#### [Work to do]
1/ In the film reviews, what name does Denny Swift give the Golden Retriever puppy he adopts?
2/ Revise the part of the listing that opens with the line containing "Target: door glass panel" and closes with the line containing "(1009, 639)", changing "stone door step" to "stone doorstep" and leaving everything else as it is. Return only those lines.
# Selected extract start
Schultz reviews: ”The Art of Racing in the Rain," "Brian Banks," "Dora and the Lost City of Gold," "The Kitchen" and "Scare Stories to Tell in the Dark"
“The Art of Racing in the Rain” Distributed by Walt Disney Studios Motion Pictures, 109 Minutes, Rated PG, Released Aug. 9:
The powerhouse Walt Disney Studios jump on the bandwagon of family dramas told through the eyes of a dog with the release of “The Art of Racing in the Rain,” a $20 million adaptation of writer/filmmaker/race car driver Garth Stein’s 2008 novel of the same name.
The current trend of canine-based dramas began in earnest with the megahit adaptation on John Grogan’s memoir “Marley & Me” released by 20th Century-Fox on Christmas Day of 2008, followed by the successful screen version of writer W. Bruce Cameron’s novel “A Dog’s Purpose” in 2017. The vogue continued with Columbia’s adaptation of Cameron’s “A Dog’s Way Home” and Universal’s Cameron-based sequel “A Dog’s Journey,” both in 2019. To date, those four pictures alone have earned nearly $600 million in box office receipts.
In “The Art of Racing in the Rain,”Seattle-based race car driver Denny Swift on an impulse adopts a Golden Retriever puppy, which he names Enzo after racing pioneer Enzo Ferrari. And as Enzo accompanies Denny through life’s triumphs and tragedies — marriage, fatherhood, aging and mortality — the man’s faithful canine companion gains wisdom and courage by relating his experiences to the strategies and philosophies of automobile racing.
“The Art of Racing in the Rain” benefits greatly from the casting of actor Milo Ventimiglia as Enzo’s owner, race car driver Denny Swift. Primarily known for his role in the hit television drama “This Is Us,” Ventimiglia with his appearance here places another brick in the solid foundation of his burgeoning movie career — the actor is the solid core of the picture, although his characterization as Denny occasionally wavers awkwardly from scene to scene.
# Selected extract end
# Rows start
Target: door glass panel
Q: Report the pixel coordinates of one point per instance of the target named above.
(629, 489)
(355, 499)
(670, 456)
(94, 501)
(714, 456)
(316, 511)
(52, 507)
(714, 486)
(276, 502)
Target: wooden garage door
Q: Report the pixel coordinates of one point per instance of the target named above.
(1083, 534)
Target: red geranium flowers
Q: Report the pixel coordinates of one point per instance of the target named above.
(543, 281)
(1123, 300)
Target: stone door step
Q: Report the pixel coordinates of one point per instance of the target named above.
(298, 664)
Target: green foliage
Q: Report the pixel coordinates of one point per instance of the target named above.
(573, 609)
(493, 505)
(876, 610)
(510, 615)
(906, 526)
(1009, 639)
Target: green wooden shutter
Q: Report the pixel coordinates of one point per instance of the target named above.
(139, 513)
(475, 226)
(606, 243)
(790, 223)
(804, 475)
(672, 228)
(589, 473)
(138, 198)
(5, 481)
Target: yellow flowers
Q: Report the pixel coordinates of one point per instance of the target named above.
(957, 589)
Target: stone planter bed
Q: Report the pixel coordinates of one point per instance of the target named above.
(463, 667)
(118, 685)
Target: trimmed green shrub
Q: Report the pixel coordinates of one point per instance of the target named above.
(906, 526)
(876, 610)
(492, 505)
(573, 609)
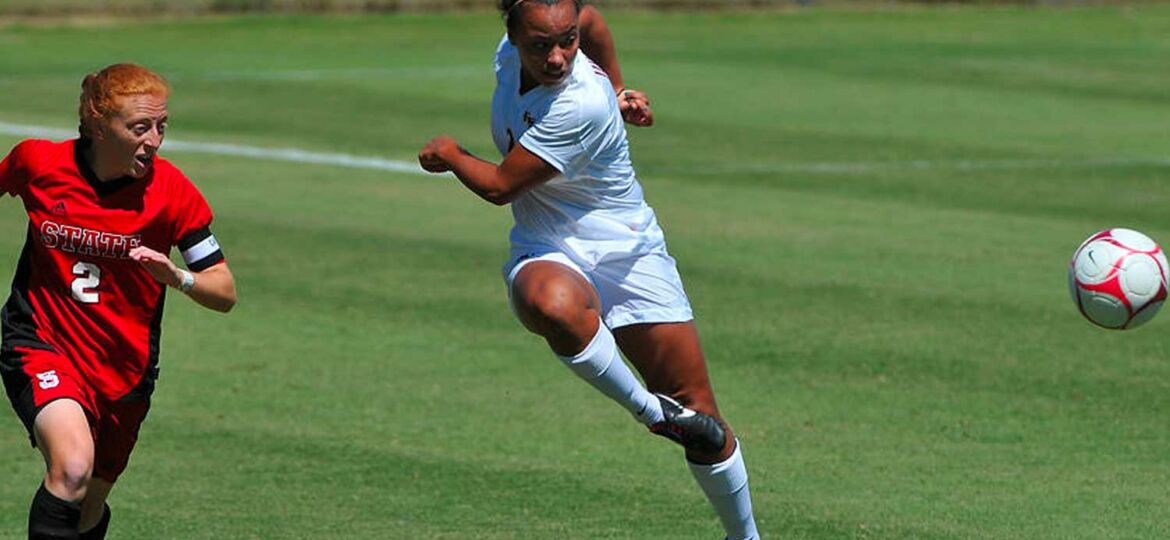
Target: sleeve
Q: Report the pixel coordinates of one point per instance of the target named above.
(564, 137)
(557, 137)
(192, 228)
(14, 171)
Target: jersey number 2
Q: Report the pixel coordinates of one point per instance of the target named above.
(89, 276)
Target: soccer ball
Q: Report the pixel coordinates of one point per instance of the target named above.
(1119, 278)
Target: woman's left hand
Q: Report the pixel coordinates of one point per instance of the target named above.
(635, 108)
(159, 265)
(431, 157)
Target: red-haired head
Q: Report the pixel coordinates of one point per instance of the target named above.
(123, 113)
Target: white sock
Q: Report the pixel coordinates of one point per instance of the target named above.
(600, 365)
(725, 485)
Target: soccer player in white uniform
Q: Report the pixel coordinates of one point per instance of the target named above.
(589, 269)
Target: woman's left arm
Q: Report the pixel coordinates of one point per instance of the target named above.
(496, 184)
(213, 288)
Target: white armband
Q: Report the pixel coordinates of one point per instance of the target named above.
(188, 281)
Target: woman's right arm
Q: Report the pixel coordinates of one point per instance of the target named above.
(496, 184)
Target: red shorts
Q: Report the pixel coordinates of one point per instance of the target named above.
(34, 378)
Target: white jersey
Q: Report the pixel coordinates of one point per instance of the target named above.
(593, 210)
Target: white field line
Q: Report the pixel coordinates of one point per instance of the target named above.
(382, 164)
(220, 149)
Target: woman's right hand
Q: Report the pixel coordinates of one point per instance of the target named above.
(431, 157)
# Rows end
# Rows start
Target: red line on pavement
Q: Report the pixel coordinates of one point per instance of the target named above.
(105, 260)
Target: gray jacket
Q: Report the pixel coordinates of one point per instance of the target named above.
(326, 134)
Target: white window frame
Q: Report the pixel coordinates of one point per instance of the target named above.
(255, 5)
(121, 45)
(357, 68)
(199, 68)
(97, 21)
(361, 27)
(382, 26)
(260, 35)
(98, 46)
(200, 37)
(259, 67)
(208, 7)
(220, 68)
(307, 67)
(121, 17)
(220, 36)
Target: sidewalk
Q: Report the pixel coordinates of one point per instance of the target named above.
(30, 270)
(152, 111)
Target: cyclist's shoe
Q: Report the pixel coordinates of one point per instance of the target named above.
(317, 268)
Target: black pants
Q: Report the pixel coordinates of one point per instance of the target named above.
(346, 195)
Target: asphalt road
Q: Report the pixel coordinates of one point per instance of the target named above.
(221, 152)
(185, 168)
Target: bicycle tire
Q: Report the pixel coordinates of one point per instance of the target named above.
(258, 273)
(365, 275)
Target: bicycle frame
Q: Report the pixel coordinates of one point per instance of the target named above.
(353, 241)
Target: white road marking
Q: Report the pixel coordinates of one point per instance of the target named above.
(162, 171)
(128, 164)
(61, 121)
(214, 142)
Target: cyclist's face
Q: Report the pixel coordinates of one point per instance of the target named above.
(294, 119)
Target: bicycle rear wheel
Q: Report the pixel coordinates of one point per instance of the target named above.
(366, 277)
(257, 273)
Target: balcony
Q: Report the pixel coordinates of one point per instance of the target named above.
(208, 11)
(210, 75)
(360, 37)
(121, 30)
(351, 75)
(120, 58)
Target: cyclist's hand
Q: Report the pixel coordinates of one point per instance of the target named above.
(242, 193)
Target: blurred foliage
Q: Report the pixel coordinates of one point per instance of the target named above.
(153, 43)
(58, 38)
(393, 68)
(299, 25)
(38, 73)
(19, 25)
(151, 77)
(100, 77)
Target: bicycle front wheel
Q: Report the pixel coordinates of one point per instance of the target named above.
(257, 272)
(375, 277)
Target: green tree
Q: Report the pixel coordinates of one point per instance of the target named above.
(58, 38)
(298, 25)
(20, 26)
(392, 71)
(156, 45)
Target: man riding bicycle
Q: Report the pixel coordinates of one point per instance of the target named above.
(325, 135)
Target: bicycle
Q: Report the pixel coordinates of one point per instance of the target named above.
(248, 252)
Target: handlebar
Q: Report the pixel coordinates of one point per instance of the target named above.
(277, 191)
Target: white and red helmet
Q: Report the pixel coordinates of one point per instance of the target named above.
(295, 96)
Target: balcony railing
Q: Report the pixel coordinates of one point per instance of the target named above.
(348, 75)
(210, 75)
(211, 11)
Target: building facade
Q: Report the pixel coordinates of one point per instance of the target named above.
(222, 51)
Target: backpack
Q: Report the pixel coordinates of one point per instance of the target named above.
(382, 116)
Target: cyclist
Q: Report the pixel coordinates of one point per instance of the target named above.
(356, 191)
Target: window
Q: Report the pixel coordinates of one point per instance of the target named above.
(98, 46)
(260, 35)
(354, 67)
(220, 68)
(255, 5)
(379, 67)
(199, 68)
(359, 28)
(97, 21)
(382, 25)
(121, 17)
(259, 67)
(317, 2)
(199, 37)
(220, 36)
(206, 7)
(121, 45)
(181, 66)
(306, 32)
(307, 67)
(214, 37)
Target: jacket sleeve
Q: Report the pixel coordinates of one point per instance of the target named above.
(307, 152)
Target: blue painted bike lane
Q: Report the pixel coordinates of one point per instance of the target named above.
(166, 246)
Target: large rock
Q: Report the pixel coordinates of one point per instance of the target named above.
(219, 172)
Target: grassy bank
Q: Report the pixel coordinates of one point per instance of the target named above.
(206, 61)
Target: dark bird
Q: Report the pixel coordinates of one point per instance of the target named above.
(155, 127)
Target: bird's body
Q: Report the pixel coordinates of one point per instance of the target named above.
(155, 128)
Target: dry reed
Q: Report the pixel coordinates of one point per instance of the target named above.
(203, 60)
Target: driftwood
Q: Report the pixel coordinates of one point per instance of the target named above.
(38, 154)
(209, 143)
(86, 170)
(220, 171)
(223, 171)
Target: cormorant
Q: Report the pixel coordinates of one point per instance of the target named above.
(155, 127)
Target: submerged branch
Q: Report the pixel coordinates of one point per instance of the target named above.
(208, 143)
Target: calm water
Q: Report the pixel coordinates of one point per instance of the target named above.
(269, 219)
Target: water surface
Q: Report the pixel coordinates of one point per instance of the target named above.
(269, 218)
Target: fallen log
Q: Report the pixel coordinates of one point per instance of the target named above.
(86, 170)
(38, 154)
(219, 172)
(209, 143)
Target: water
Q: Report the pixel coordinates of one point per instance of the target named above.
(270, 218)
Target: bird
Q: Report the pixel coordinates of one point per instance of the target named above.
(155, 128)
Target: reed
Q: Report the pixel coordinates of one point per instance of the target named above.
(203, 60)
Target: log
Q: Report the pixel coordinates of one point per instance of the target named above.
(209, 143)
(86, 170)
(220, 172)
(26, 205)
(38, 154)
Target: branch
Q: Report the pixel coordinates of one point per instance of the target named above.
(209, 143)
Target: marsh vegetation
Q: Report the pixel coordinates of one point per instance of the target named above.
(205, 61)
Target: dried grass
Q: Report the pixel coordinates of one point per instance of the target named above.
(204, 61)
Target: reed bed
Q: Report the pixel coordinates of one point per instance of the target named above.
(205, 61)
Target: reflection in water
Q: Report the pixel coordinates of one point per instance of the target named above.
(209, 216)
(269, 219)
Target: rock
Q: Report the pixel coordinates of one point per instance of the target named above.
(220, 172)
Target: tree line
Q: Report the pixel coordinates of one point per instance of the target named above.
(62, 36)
# Rows end
# Rows start
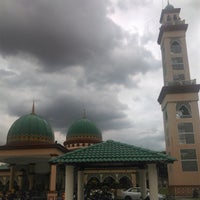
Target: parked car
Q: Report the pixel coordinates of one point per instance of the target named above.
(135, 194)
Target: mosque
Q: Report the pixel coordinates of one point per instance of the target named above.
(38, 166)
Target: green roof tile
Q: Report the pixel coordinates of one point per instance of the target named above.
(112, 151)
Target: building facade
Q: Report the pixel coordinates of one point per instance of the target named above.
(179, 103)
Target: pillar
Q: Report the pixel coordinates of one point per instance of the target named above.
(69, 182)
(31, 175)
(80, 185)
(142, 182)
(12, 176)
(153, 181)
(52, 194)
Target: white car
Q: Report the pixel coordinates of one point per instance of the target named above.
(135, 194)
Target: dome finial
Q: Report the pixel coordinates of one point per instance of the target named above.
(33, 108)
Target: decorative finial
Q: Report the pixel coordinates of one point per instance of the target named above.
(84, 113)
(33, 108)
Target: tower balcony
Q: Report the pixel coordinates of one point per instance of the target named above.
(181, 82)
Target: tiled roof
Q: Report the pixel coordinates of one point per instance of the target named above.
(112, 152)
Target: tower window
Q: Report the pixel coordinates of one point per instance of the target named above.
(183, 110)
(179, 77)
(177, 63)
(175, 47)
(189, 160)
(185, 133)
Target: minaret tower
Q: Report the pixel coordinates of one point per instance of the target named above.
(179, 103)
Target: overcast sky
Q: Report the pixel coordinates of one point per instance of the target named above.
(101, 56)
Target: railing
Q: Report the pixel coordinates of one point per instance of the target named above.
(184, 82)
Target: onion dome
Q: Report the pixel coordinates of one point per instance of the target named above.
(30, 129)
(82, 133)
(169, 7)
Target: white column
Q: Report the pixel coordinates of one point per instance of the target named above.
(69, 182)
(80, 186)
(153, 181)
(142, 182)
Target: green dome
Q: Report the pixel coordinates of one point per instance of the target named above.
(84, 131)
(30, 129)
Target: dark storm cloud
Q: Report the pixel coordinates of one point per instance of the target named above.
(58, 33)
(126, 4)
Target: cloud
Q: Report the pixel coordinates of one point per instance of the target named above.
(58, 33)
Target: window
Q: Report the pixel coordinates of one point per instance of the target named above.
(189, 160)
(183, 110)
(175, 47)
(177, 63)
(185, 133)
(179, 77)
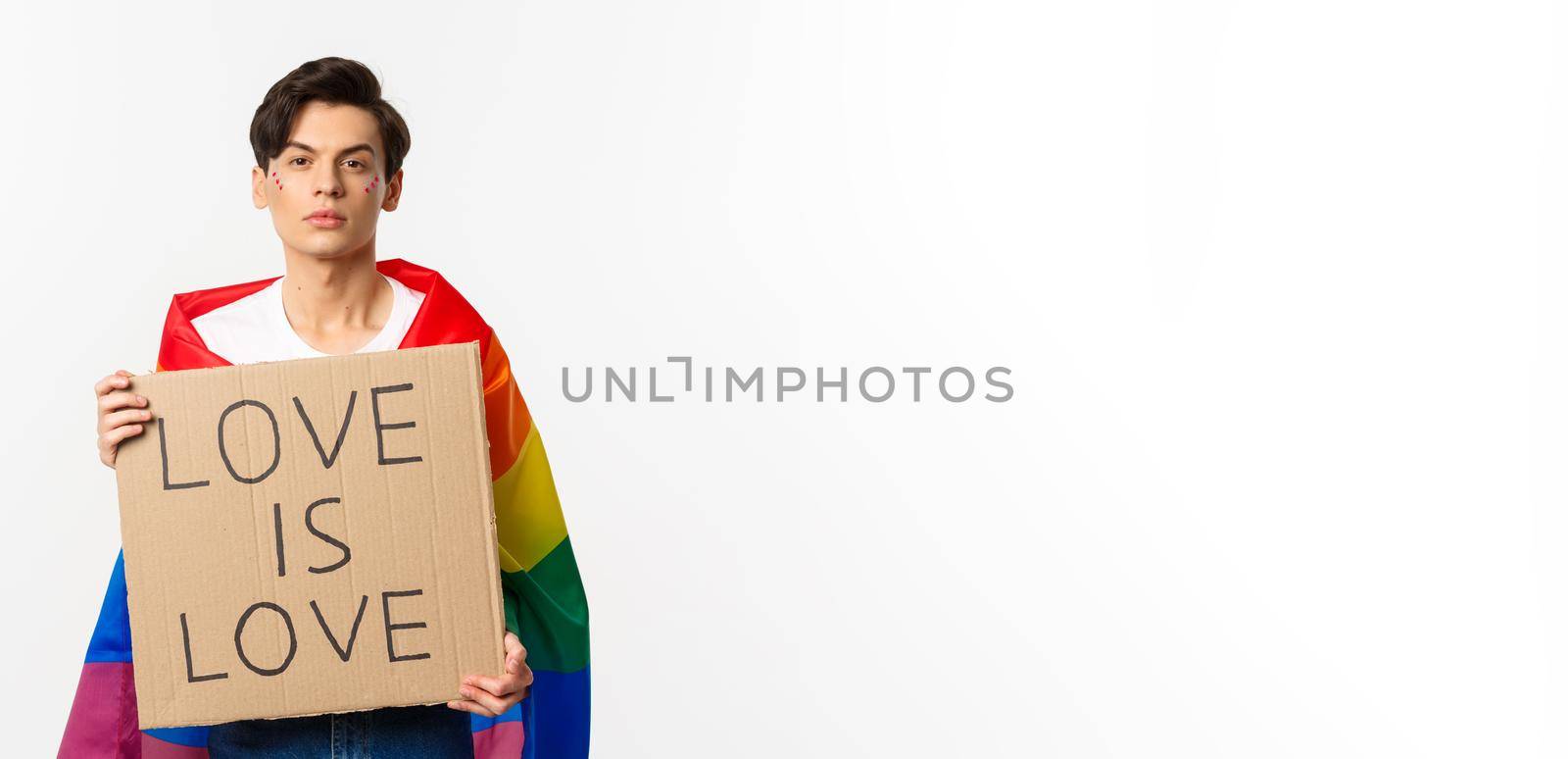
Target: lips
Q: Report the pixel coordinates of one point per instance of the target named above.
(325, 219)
# Rows end
#### [Exercise answers]
1/ Enzo

2/
Target: door glass panel
Q: Report the pixel coordinates of one point per instance of the target named above.
(629, 489)
(355, 499)
(670, 456)
(94, 501)
(714, 456)
(316, 511)
(52, 507)
(714, 486)
(276, 502)
Target: wooden garage door
Q: Report the pixel coordinates of one point per instance of the target named above.
(1083, 534)
Target: red geranium flowers
Q: Report the pixel coordinates of one point per instance of the target named above.
(543, 281)
(1123, 300)
Target: stone doorstep
Q: Report the pixel coordinates of one point per instance of the target named above.
(298, 664)
Target: green foliage
Q: Report the pixel coordinates of one point per instance of the target named above.
(573, 609)
(493, 505)
(876, 610)
(510, 615)
(906, 526)
(1009, 639)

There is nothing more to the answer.